INSTRUCTIONS FOR THE TASK
Reproduce, character for character, the section of the five-things blog post below that starts with "Five things I’m" and ends with "cookingwithdog, creamvision, etc.)".

SELECTION
....

Wednesday, January 25, 2012

While I'm procrastinating the next post...

( っ '๐')づ Five things
Five things you will find if you open my bag:
♥ chapstick
♥ iPod touch
♥ Kapibara coin purse or cat coin purse
♥ Borders cloud pencil case
♥ old, crumpled up receipts and coupons

Five things in my bedroom:
♥ giant kapibara plushy
♥ BOOKS
♥ bed
♥ laptop plugged into the wall
♥ lots of SOCKS

Five things I’ve always wanted to do in my life:
♥ stay up all night for no reason
♥ write a book
♥ cook delicious breakfasts, cakes, and pastries
♥ drink coffee with a picture drawn in the foam
♥ go on a shopping spree in Korea and buy ALL the cute things

Five things that make me very happy:
♥ food
♥ creamy drinks
♥ spending time with my friends and family
♥ my ヒル
♥ books

Five things I’m currently into:
♥ tumblr
♥ recording videos
♥ youtube (communitychannel, eatyourkimchi's simonandmartina, mychonny, davidsocomedy, cookingwithdog, creamvision, etc.)

....

GIVEN ENTRIES

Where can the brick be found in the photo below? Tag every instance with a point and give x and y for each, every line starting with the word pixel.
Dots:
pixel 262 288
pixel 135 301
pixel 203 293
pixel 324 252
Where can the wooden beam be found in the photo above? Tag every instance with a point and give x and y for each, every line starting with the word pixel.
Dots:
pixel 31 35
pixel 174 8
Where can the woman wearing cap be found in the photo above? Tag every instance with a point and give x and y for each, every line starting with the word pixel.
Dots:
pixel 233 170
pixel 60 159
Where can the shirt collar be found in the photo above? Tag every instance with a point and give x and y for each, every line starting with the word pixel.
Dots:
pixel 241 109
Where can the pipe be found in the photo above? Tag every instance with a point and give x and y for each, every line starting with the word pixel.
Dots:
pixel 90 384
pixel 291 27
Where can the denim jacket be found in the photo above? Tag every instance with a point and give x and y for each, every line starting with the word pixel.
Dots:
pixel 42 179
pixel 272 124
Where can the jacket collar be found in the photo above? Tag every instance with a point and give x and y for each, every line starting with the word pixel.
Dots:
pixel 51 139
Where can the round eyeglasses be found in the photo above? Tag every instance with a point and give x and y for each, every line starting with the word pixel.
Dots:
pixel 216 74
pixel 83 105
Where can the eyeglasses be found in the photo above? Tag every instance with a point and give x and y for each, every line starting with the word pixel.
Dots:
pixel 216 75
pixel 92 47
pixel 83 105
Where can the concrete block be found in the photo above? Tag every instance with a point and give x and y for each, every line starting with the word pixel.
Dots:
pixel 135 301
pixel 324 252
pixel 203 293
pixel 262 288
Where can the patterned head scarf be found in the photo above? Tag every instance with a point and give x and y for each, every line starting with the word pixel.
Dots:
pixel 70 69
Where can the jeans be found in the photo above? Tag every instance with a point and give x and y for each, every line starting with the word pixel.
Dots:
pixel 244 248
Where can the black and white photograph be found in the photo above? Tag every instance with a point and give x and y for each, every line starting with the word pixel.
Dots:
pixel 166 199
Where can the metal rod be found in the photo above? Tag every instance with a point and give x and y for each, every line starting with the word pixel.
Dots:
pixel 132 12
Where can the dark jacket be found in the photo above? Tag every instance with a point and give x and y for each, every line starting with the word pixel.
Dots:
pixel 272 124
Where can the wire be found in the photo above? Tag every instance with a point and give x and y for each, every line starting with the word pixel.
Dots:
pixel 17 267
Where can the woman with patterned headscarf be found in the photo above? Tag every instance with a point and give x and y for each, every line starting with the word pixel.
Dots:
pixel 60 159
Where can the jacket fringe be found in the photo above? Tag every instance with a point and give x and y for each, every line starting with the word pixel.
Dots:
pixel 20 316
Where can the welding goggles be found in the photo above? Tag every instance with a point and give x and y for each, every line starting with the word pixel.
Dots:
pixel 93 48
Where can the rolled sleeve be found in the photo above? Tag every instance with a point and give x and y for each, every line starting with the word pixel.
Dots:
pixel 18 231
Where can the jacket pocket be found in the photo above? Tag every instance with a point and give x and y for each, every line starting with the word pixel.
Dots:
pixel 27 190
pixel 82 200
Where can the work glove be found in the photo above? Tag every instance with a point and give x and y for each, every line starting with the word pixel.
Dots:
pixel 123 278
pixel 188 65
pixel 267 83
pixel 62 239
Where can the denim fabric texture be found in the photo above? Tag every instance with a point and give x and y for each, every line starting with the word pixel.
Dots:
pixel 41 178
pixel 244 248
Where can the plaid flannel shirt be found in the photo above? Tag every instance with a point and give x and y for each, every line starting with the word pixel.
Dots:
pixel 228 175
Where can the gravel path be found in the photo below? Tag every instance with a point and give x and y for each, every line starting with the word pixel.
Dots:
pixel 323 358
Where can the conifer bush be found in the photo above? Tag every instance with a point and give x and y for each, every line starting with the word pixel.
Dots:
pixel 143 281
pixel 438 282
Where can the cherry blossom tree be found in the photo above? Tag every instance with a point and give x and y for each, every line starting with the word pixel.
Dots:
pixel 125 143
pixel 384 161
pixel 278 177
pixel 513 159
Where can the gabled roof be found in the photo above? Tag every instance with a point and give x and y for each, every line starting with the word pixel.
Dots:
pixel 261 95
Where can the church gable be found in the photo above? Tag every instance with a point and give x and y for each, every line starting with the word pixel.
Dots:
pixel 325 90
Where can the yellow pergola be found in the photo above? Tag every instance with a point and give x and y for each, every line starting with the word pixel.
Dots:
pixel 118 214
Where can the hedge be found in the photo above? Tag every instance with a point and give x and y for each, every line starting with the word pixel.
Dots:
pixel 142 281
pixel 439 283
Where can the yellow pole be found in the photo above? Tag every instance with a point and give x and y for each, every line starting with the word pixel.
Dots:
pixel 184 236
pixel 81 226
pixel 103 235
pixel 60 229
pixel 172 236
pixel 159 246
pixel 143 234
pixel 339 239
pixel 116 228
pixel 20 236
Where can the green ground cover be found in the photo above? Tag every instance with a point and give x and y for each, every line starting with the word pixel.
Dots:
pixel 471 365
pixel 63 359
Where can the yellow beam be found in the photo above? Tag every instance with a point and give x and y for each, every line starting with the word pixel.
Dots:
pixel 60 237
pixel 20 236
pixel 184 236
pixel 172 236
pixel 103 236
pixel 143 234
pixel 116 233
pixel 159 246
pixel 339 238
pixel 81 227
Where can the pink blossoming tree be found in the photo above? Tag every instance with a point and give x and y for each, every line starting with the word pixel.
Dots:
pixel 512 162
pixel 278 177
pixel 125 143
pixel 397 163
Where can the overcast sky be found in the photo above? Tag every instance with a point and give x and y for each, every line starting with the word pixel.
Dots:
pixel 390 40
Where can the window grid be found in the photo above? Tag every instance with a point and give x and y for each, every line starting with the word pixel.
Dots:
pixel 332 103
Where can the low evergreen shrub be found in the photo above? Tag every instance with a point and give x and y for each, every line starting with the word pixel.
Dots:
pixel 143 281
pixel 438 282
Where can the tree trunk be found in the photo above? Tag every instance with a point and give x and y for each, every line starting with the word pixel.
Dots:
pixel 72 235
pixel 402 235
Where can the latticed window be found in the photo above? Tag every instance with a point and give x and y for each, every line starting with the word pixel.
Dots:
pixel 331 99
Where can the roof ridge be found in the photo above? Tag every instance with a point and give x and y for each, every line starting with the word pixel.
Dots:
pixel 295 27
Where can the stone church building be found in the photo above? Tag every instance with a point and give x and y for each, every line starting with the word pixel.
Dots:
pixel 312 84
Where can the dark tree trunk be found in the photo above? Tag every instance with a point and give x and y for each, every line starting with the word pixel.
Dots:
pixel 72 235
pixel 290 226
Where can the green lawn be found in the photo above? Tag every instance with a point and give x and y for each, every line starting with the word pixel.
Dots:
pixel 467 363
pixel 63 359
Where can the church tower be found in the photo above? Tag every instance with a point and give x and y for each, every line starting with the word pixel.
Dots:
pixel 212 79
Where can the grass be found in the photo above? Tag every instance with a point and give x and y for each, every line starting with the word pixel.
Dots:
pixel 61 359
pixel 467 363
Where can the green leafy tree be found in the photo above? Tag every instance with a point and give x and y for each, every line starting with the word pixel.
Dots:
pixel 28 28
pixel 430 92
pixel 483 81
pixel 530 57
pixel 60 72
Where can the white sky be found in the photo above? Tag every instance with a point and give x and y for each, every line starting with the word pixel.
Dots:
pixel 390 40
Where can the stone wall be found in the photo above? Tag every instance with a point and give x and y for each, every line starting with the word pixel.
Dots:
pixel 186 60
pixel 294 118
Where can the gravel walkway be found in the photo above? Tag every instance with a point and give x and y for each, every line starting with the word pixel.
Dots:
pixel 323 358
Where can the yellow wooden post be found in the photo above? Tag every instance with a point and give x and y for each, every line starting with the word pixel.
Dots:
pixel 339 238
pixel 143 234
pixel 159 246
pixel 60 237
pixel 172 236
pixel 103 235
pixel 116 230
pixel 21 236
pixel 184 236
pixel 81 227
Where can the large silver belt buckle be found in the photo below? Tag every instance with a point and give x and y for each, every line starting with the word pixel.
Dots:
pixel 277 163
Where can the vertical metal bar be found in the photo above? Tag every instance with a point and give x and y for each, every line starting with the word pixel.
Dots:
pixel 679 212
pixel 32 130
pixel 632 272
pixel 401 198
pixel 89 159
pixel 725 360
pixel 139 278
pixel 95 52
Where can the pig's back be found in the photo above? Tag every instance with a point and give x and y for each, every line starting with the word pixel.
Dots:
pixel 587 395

....

TASK SOLUTION
Five things I’m currently into:
♥ tumblr
♥ recording videos
♥ youtube (communitychannel, eatyourkimchi's simonandmartina, mychonny, davidsocomedy, cookingwithdog, creamvision, etc.)